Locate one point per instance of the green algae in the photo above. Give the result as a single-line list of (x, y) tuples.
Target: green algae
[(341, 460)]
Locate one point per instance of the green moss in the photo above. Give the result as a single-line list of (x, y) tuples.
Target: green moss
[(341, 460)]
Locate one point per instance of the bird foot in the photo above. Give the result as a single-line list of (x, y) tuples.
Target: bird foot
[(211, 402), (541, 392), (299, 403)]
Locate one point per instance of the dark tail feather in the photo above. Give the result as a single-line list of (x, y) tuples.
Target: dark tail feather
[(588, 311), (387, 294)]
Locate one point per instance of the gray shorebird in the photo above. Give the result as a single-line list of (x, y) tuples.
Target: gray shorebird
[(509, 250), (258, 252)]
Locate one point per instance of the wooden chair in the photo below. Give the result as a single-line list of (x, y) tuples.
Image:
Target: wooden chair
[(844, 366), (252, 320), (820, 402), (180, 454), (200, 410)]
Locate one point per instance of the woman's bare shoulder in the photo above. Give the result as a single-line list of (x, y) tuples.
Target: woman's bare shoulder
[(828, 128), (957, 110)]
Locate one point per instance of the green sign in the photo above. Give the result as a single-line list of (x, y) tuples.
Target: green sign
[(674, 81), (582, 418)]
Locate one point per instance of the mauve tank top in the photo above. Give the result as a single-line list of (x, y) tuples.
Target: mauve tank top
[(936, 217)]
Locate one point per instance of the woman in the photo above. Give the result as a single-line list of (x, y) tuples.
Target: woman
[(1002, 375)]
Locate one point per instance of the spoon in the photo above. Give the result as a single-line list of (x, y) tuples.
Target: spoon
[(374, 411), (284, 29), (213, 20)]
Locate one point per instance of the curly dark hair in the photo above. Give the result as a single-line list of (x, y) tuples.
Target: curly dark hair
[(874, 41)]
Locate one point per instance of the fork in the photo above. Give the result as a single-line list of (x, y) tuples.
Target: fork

○ ○ ○ ○ ○ ○ ○

▶ [Challenge] Rewrite the listing from the line containing "Locate one point per instance of the woman in" through its final line, keeping the requests as they are. Scale every coordinate in the answers by 1.5 and round each result to a whole number, rounding halves up.

▶ [Complete response]
Locate one point per instance of the woman in the photo above. Give the result as a single-line list of (x, y) tuples.
Target: woman
[(1503, 563)]
Locate one point per instance of the spoon in the photo above. Give the result as a single-line list of (x, y) tuples.
Target: spoon
[(561, 617), (426, 44), (320, 30)]
Locate one point per instance of the curly dark hair in the photo above. Give the result as a single-line list of (x, y) tuples.
Target: curly dark hair
[(1311, 62)]
Locate one point per instance of the fork in the photo above. Give the result as a single-line list of (x, y) tuples.
Target: fork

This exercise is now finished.